Take the lines below beginning at the line that has "background shown above." and stopping after the line that has "guest shown above.", and print them exactly as they are, with no other lines.

Saved entries
:::
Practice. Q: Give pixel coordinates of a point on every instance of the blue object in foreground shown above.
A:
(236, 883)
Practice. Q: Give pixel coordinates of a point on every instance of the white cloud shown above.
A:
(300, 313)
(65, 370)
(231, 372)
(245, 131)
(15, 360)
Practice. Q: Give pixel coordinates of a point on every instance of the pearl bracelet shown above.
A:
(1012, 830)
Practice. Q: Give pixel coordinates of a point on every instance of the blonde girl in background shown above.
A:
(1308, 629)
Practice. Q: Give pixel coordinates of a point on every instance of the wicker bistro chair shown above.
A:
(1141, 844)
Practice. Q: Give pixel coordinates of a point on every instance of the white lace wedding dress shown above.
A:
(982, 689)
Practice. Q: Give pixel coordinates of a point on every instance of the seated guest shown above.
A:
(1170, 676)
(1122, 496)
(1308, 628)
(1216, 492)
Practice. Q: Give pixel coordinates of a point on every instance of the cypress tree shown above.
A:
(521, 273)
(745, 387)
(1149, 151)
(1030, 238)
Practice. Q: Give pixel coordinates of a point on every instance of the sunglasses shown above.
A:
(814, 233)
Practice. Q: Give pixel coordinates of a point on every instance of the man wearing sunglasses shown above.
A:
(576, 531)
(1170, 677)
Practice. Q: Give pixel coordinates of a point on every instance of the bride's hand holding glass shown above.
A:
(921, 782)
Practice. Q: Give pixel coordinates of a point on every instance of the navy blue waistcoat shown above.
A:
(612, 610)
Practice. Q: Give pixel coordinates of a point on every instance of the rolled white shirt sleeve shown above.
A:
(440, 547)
:::
▶ TASK RESULT
Practice. Q: Give pixel coordinates of a point on every instance of the blonde girl in background shown above.
A:
(1308, 629)
Practice. Q: Give pixel coordinates of a point on every instance of the wicker bistro chair shown above.
A:
(1141, 844)
Practice. Q: Give pixel coordinates of a point on every instance of the white lace wedding dress shown above.
A:
(982, 689)
Practice. Q: Give pixel coordinates of a point on every instance of the seated guest shown above.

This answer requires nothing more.